Data section |

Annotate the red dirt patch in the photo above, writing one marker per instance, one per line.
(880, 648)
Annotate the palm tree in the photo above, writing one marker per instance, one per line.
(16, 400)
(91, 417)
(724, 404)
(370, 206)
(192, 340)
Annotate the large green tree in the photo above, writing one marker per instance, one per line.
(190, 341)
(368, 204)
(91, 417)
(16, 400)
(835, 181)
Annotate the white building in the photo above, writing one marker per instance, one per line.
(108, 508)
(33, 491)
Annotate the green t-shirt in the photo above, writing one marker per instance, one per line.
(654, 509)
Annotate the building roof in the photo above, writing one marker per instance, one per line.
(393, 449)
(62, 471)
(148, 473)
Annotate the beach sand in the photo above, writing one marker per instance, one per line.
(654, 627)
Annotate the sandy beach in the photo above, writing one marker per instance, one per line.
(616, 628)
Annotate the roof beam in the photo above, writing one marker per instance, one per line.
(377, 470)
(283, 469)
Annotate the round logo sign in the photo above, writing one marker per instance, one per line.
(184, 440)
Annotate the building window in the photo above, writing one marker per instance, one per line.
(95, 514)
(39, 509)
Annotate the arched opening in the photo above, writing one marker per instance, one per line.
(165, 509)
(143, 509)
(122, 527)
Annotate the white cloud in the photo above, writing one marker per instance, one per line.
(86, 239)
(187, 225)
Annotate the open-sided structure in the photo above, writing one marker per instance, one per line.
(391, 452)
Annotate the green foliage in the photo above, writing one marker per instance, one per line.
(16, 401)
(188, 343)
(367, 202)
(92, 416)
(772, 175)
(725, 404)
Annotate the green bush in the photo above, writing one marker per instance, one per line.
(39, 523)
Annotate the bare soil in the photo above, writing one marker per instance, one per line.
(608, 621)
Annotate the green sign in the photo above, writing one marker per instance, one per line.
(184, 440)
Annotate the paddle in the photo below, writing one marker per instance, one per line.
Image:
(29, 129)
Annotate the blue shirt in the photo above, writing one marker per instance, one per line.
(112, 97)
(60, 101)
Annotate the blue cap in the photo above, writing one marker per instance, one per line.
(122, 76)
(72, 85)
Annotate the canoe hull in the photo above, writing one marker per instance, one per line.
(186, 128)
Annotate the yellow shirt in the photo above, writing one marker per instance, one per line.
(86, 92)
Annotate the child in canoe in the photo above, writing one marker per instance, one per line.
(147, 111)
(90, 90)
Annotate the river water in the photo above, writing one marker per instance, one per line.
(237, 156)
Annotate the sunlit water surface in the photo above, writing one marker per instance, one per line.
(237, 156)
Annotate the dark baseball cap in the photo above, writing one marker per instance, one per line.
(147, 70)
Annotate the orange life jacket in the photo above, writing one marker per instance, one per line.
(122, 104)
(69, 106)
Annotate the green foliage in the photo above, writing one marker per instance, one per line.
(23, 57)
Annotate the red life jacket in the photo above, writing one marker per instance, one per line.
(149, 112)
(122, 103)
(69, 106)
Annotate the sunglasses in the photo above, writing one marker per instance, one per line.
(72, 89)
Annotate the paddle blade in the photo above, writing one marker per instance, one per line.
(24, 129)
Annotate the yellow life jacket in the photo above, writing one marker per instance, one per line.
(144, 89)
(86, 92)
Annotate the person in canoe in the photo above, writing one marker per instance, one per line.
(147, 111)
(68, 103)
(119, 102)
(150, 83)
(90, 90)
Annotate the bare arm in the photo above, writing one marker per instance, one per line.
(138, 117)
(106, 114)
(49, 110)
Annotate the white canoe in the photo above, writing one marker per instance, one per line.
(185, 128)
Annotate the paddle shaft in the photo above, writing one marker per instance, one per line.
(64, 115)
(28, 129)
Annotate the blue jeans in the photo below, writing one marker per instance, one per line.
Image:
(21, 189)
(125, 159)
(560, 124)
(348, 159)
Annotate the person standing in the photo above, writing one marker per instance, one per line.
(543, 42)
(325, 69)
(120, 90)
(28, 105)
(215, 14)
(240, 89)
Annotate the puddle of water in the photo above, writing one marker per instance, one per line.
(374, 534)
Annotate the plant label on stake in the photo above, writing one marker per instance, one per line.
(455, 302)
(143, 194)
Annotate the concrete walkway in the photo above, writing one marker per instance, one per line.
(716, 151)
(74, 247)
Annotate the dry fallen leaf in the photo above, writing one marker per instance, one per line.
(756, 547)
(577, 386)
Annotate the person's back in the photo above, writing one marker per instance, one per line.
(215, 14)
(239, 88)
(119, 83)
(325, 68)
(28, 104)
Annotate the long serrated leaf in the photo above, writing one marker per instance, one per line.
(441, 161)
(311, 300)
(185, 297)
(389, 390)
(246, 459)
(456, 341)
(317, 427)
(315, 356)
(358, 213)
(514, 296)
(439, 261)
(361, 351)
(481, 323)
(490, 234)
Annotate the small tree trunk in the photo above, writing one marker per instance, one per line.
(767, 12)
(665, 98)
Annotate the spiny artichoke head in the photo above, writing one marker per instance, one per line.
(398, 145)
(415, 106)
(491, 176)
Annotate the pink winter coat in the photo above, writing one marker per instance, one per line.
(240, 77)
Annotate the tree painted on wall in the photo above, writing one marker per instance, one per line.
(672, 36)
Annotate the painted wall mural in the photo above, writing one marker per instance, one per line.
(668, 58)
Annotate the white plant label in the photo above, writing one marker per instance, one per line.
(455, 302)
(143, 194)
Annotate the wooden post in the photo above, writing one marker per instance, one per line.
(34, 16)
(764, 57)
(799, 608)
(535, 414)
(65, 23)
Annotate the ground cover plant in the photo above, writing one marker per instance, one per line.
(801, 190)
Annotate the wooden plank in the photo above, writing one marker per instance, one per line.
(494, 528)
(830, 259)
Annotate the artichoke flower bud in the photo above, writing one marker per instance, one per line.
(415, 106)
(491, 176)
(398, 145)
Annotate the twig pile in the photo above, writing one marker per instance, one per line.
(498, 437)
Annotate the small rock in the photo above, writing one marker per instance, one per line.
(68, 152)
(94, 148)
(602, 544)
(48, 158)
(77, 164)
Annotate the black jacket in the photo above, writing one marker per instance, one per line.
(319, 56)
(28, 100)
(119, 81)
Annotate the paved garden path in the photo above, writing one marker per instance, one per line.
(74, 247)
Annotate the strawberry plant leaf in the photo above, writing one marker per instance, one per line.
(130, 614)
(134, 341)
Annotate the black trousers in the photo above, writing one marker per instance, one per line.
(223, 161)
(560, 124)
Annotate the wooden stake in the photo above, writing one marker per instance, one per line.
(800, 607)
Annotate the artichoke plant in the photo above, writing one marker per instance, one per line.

Work instructions | Please arrange all of the lines above as a numbered list, leaving out any blank ones.

Exercise output |
1. Annotate the red dirt patch in the photo above, writing one marker per instance, one per line.
2. (880, 648)
3. Annotate the palm tree in the photo above, writing one marker per instance, one per line.
4. (16, 400)
5. (91, 417)
6. (724, 404)
7. (370, 206)
8. (192, 340)
9. Annotate the large green tree in the photo above, writing one marker per instance, one per line.
10. (190, 341)
11. (368, 204)
12. (91, 417)
13. (16, 400)
14. (835, 181)
15. Annotate the white building in the photo above, writing one marker per instance, one per line.
16. (108, 508)
17. (33, 491)
18. Annotate the green t-shirt in the photo above, writing one marker per instance, one per line.
19. (654, 509)
20. Annotate the building roof in the photo above, writing one marker per instance, one per line.
21. (393, 449)
22. (62, 471)
23. (148, 473)
24. Annotate the beach sand in the photo above, writing one marker per instance, one per line.
25. (654, 627)
26. Annotate the sandy beach in the photo above, writing one marker per instance, one per line.
27. (616, 628)
28. Annotate the roof beam in the photo above, writing one marker per instance, one per line.
29. (377, 470)
30. (283, 469)
31. Annotate the round logo sign in the photo above, writing one marker per instance, one per line.
32. (184, 440)
33. Annotate the building window in the photo above, writing one marker per instance, one per line.
34. (95, 514)
35. (39, 509)
36. Annotate the arched opening in the photo above, writing one marker per instance, one per line.
37. (165, 509)
38. (143, 509)
39. (122, 527)
40. Annotate the white cloud in the photo above, writing one marker per instance, one per line.
41. (86, 239)
42. (187, 225)
43. Annotate the open-sided structure in the photo above, writing one marker per instance, one per line.
44. (391, 452)
45. Annotate the green foliage in the photo above, writing one marker per instance, one per line.
46. (16, 401)
47. (188, 343)
48. (367, 202)
49. (92, 416)
50. (772, 175)
51. (725, 404)
52. Annotate the green bush in the photo above, writing one marker per instance, one per line.
53. (39, 523)
54. Annotate the bare soil in the photo above, writing one marker per instance, one per line.
55. (608, 621)
56. Annotate the green sign in the photo above, writing one marker per instance, one per line.
57. (184, 440)
58. Annotate the paddle in the photo below, writing one marker per instance, one per line.
59. Image:
60. (29, 129)
61. Annotate the blue shirt in the photo above, writing one marker per instance, one per line.
62. (112, 97)
63. (60, 101)
64. Annotate the blue cap in the photo above, writing one marker per instance, one per line.
65. (122, 76)
66. (72, 85)
67. Annotate the canoe hull in the photo above, writing one marker per instance, one per line.
68. (186, 128)
69. Annotate the yellow shirt in the photo above, writing one marker per instance, one per line.
70. (86, 92)
71. Annotate the child in canoe in the photo above, writing one marker per instance, one per line.
72. (147, 111)
73. (90, 90)
74. Annotate the river water in the photo above, writing one marker per instance, one per line.
75. (237, 156)
76. Annotate the sunlit water surface in the photo above, writing one marker per instance, one per line.
77. (237, 156)
78. Annotate the dark baseball cap in the photo above, writing one marker per instance, one per line.
79. (147, 70)
80. Annotate the orange life jacket in the photo above, writing one marker per instance, one per line.
81. (122, 104)
82. (69, 106)
83. Annotate the green foliage in the photo above, writing one marker per instance, one per line.
84. (23, 57)
85. Annotate the red life jacket in the photo above, writing one marker per instance, one per line.
86. (149, 112)
87. (122, 103)
88. (69, 106)
89. Annotate the sunglasses in the photo above, writing one marker per instance, one per line.
90. (72, 89)
91. Annotate the paddle blade in the photo above, writing one marker per instance, one per line.
92. (24, 129)
93. Annotate the yellow life jacket in the photo above, writing one marker per instance, one per line.
94. (144, 89)
95. (86, 92)
96. Annotate the person in canoe in the photo above, writing one marker per instance, one per line.
97. (147, 111)
98. (68, 103)
99. (119, 102)
100. (150, 83)
101. (90, 90)
102. Annotate the bare arm in the photo above, writing one marker per instance, one per line.
103. (138, 117)
104. (106, 114)
105. (49, 110)
106. Annotate the white canoe in the photo above, writing one marker per instance, one per line.
107. (185, 128)
108. Annotate the paddle shaft in the photo above, writing one marker per instance, one per line.
109. (64, 115)
110. (28, 129)
111. Annotate the blue jeans in the photo below, writing one marker per instance, one per line.
112. Image:
113. (21, 189)
114. (125, 159)
115. (560, 124)
116. (348, 159)
117. Annotate the person standing in the photo above, writing one marker per instance, one per line.
118. (543, 42)
119. (325, 69)
120. (120, 90)
121. (28, 105)
122. (215, 14)
123. (240, 89)
124. Annotate the puddle of water in the photo above, writing one marker per instance, one per line.
125. (374, 534)
126. Annotate the plant label on stake in the photo above, writing one marker per instance, one per line.
127. (455, 302)
128. (143, 194)
129. Annotate the concrete walkway in the photo above, writing one marker per instance, one per line.
130. (716, 151)
131. (74, 247)
132. Annotate the dry fallen leaf in the photo above, writing one marker per instance, one per line.
133. (756, 547)
134. (577, 386)
135. Annotate the person's back in the photo above, writing one marker per instance, one per line.
136. (215, 14)
137. (239, 88)
138. (119, 83)
139. (325, 68)
140. (28, 104)
141. Annotate the long serrated leaf in the photo above, writing one marker per instance, one per line.
142. (441, 161)
143. (311, 300)
144. (185, 297)
145. (389, 390)
146. (246, 459)
147. (456, 341)
148. (317, 427)
149. (315, 356)
150. (358, 213)
151. (514, 296)
152. (439, 261)
153. (361, 351)
154. (481, 323)
155. (490, 234)
156. Annotate the small tree trunk in the photo above, writing one marker per instance, one per line.
157. (767, 12)
158. (665, 98)
159. Annotate the spiny artichoke head in the photo above, writing one marker per instance, one per line.
160. (398, 145)
161. (415, 106)
162. (491, 176)
163. Annotate the pink winter coat in the photo above, writing one marker per instance, one per line.
164. (240, 77)
165. Annotate the tree painted on wall in the photo above, writing one marker per instance, one per line.
166. (672, 36)
167. Annotate the painted wall mural in the photo above, writing one marker per instance, one per line.
168. (668, 58)
169. Annotate the white plant label in the photo above, writing one marker per instance, one per line.
170. (455, 302)
171. (143, 194)
172. Annotate the wooden post in the photo above, writing one marker per instance, one per line.
173. (34, 16)
174. (764, 57)
175. (799, 608)
176. (535, 414)
177. (65, 23)
178. Annotate the ground cover plant in the photo above, writing one marker per instance, one per line.
179. (801, 190)
180. Annotate the wooden plank in the photo above, writing one marker per instance, one per line.
181. (494, 528)
182. (830, 259)
183. Annotate the artichoke flower bud in the photo above, writing one marker per instance, one per line.
184. (415, 106)
185. (491, 176)
186. (398, 145)
187. Annotate the twig pile in the photo above, writing one marker per instance, one per line.
188. (498, 437)
189. Annotate the small rock in the photo above, writing one marker per instance, one per line.
190. (68, 152)
191. (94, 148)
192. (602, 544)
193. (48, 158)
194. (77, 164)
195. Annotate the black jacket in the photo above, writing one marker per instance, one per line.
196. (319, 56)
197. (28, 100)
198. (119, 81)
199. Annotate the paved garden path in the photo above, writing one marker per instance, one per line.
200. (74, 247)
201. Annotate the strawberry plant leaf in the photo above, writing one marker per instance, one per line.
202. (130, 614)
203. (134, 341)
204. Annotate the black trousers in the photo above, writing one marker per instance, one per line.
205. (223, 161)
206. (560, 124)
207. Annotate the wooden stake in the photo above, writing one marker per instance, one per line.
208. (800, 607)
209. Annotate the artichoke plant in the photo above, writing one marker per instance, one per line.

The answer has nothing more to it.